++++ Passage shown ++++

The Siege of Clonmel, 1650
After the fall of Kilkenny in March 1650, the Council of State in London urgently wanted Oliver Cromwell to return from Ireland to deal with the growing threat of a Royalist invasion from Scotland. Cromwell, however, was determined to secure Leinster and Munster before leaving Ireland. During April 1650, he was based at Ormond's manor house at Carrick-on-Suir, from where he directed military operations. The main Royalist strongholds remaining in southern Munster were Clonmel and Waterford but before moving against them, Cromwell sent out columns to reduce remaining Royalist outposts around Kilkenny. Cromwell's troops ruthlessly put to the sword officers of any garrison taken by storm after refusing to surrender. Garrisons that surrendered were allowed to march away, leaving their weapons behind. The Earl of Castlehaven with a force of 3,000 men made a half-hearted attempt to disrupt English operations at Carlow, but lacking infantry to fight a pitched battle he withdrew into Connacht.
The defeat of Lord Inchiquin in March effectively ended Protestant support for Ormond's Royalist-Confederate coalition. The Catholic clergy and Old English nobles demanded that Ormond disband the last Protestant units so that they would no longer be quartered on the Catholic population. Cromwell was eager to take advantage of the situation and offered a treaty with the Protestant Royalists independently of Ormond and Inchiquin. On 24 April, Cromwell met a delegation headed by Michael Boyle, the Protestant Dean of Cloyne, at Cashel. After two days of negotiation, a treaty was signed under which the Protestant forces in Ireland undertook not to act against the interests of the English Commonwealth, while Cromwell guaranteed the security of their lives and property. The treaty was accepted by most Protestant Royalists still in arms in Leinster and Munster, and also by the Ulster Scots and the Lagan Army. As the King's lord-lieutenant, Ormond remained the nominal commander of forces in Ireland, but in practice he had little influence over the Irish Catholics who remained in arms.
The Siege of Clonmel
Having secured the surrender of the Protestant Royalists, Cromwell marched to join Parliamentarian forces besieging Clonmel, which was defended by Hugh Dubh O'Neill, a nephew of Owen Rowe O'Neill. Hugh was a veteran of the Spanish service and a major-general in the Confederate army of Ulster. He arrived to take command of the Clonmel garrison in December 1649 with 1,200 Ulstermen. Although his forces were steadily reduced by plague, the garrison was reinforced by Irish troops ejected from Cashel and Kilkenny during February and March 1650.

Clonmel is situated on the north bank of the River Suir twelve miles west of Carrick. It was protected on its western, northern and eastern sides by a circuit of walls over twenty feet high and six feet thick. Its southern side was protected by the Suir and minor defensive works. The walls had additional earthwork reinforcement making them difficult to breach with artillery, and a deep ditch ran around the outside as a defence against mining. The town was loosely blockaded by Cromwell's forces in February 1650 and food supplies were running low. Despite the shortages and the ravages of the plague, however, Hugh O'Neill maintained firm discipline over his troops which encouraged the co-operation of the mayor and townsmen of Clonmel. O'Neill believed that Ormond was raising an army in Ulster to challenge Cromwell and was therefore determined to defend Clonmel for as long as possible.

++++

◆ Exercise task 1 ◆
Retype the text on the Siege of Clonmel, starting at "Clonmel is situated" and ending at "long as possible.".

++++ Entries provided ++++

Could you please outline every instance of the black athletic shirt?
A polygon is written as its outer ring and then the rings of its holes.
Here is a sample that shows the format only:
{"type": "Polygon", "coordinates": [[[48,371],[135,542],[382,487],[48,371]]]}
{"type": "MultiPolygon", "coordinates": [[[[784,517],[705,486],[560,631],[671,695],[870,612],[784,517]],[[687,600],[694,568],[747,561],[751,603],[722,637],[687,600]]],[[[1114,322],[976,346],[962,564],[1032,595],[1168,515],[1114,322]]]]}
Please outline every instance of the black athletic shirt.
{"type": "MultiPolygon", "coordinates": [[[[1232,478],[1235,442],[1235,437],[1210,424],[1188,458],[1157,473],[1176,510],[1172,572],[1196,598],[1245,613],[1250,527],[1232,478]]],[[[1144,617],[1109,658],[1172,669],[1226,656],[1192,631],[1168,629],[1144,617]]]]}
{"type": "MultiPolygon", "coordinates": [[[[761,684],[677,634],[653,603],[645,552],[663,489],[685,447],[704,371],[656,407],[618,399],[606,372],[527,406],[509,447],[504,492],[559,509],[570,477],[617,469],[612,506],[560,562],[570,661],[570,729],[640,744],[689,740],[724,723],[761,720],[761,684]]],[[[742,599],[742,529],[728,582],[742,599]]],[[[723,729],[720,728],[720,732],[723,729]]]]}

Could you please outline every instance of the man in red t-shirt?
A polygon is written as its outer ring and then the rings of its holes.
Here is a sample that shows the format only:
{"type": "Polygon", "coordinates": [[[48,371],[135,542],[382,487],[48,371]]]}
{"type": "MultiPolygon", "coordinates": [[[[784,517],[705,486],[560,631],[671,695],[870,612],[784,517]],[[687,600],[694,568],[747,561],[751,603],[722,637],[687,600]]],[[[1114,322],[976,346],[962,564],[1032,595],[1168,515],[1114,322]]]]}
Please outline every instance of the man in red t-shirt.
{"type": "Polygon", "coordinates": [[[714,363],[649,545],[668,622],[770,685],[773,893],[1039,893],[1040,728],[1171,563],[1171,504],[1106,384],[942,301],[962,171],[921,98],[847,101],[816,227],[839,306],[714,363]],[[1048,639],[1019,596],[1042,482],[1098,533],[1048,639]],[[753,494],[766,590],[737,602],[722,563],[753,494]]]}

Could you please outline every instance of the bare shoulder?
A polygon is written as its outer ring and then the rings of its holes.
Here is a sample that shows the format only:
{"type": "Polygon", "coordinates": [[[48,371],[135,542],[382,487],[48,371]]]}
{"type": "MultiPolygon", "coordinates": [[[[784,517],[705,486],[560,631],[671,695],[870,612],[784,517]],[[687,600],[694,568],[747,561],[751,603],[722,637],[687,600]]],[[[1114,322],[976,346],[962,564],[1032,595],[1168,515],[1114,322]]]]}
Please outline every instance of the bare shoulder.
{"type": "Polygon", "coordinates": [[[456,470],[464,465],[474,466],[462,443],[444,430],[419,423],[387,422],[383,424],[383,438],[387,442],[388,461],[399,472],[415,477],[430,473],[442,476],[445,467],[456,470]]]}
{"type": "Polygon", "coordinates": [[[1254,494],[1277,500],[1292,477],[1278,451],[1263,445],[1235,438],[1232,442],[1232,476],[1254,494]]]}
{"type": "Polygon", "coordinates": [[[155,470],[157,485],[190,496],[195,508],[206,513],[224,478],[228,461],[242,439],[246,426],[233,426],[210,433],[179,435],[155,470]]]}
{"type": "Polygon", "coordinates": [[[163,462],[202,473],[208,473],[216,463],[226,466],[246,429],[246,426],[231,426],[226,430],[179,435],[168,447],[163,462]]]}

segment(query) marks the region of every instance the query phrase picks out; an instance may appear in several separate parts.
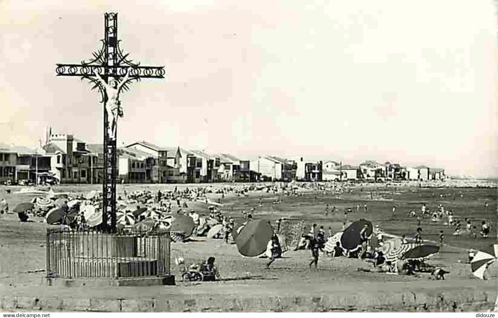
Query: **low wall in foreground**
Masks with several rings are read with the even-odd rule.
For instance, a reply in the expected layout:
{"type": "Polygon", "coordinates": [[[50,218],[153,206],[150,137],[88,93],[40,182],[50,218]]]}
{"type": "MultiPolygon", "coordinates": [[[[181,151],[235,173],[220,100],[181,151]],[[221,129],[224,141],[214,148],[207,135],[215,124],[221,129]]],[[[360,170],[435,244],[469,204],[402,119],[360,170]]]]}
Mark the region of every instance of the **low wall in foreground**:
{"type": "MultiPolygon", "coordinates": [[[[46,294],[49,294],[47,289],[46,294]]],[[[19,311],[186,312],[488,312],[497,300],[496,291],[462,290],[373,294],[308,296],[264,296],[236,298],[201,294],[197,297],[75,299],[0,296],[0,309],[19,311]]]]}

++++

◆ Exercise task 2 ◆
Please echo the records word for word, starting at their first line and ending at the line that contains "Please outline every instance of the black athletic shirt.".

◆ Task answer 1 ◆
Clonmel is situated on the north bank of the River Suir twelve miles west of Carrick. It was protected on its western, northern and eastern sides by a circuit of walls over twenty feet high and six feet thick. Its southern side was protected by the Suir and minor defensive works. The walls had additional earthwork reinforcement making them difficult to breach with artillery, and a deep ditch ran around the outside as a defence against mining. The town was loosely blockaded by Cromwell's forces in February 1650 and food supplies were running low. Despite the shortages and the ravages of the plague, however, Hugh O'Neill maintained firm discipline over his troops which encouraged the co-operation of the mayor and townsmen of Clonmel. O'Neill believed that Ormond was raising an army in Ulster to challenge Cromwell and was therefore determined to defend Clonmel for as long as possible.

◆ Task answer 2 ◆
Could you please outline every instance of the black athletic shirt?
A polygon is written as its outer ring and then the rings of its holes.
Here is a sample that shows the format only:
{"type": "Polygon", "coordinates": [[[48,371],[135,542],[382,487],[48,371]]]}
{"type": "MultiPolygon", "coordinates": [[[[784,517],[705,486],[560,631],[671,695],[870,612],[784,517]],[[687,600],[694,568],[747,561],[751,603],[722,637],[687,600]]],[[[1114,322],[976,346],[962,564],[1032,595],[1168,515],[1114,322]]]]}
Please outline every instance of the black athletic shirt.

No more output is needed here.